Source extract
• • •

On Fri, 2007-05-04 at 14:17 -0700, Murray S. Kucherawy wrote:
On Fri, 4 May 2007, Tim Gokcen wrote:
I notice that the new DKIM spec (draft-ietf-dkim-base-10) does not 
explicitly say which header field receiving agents are supposed to 
verify signatures against. Section 6.1 seems to imply that the "From" 
field can be verified, but neither confirms nor denies whether more 
hidden fields such as "Resent-From" (or "Resent-Sender") could be used.

Section 6.1 says the "From" header must me signed, but that's the only 
such assertion in the document.

The absence of guidance about what header fields to verify signatures
against is intended to make DKIM as flexible as possible.  It will be a
very common case that the signing address matches the From header field,
and the verifier might treat that case specially.  At least some of the
Sender Signing Policy drafts do consider such a signature to
automatically satisfy SSP.  But DKIM can also be used to sign on behalf
of, for example, mailing lists, where the signing address corresponds
with [my opinion here] the List-ID header field.

• • •

Raw records
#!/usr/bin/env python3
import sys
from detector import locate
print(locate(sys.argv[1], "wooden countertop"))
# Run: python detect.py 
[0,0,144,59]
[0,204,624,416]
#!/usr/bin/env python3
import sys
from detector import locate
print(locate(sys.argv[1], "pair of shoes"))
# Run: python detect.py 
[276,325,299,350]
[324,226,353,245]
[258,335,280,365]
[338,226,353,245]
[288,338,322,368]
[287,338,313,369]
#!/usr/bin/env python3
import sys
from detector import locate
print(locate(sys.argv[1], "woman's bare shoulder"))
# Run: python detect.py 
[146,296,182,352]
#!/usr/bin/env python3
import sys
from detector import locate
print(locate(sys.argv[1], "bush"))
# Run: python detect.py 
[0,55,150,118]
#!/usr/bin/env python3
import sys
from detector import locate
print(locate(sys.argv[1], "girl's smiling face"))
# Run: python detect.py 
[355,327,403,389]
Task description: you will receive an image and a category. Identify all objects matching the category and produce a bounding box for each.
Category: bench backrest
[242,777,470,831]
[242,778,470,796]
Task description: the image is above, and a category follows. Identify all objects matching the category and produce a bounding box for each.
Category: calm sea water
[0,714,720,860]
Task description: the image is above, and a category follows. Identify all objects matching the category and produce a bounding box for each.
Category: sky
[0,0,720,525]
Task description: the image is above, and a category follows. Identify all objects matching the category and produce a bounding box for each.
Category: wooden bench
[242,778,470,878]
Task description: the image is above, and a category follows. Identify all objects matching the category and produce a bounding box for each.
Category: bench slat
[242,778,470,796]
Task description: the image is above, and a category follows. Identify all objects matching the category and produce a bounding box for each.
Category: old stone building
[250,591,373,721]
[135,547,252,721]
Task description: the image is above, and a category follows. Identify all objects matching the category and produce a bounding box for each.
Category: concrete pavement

• • •

Set problem
Rewrite the DKIM discussion starting at the words "Section 6.1 says" and ending after "List-ID header field.", putting "discussion groups" in place of "mailing lists".

Full answer
Section 6.1 says the "From" header must me signed, but that's the only 
such assertion in the document.

The absence of guidance about what header fields to verify signatures
against is intended to make DKIM as flexible as possible.  It will be a
very common case that the signing address matches the From header field,
and the verifier might treat that case specially.  At least some of the
Sender Signing Policy drafts do consider such a signature to
automatically satisfy SSP.  But DKIM can also be used to sign on behalf
of, for example, discussion groups, where the signing address corresponds
with [my opinion here] the List-ID header field.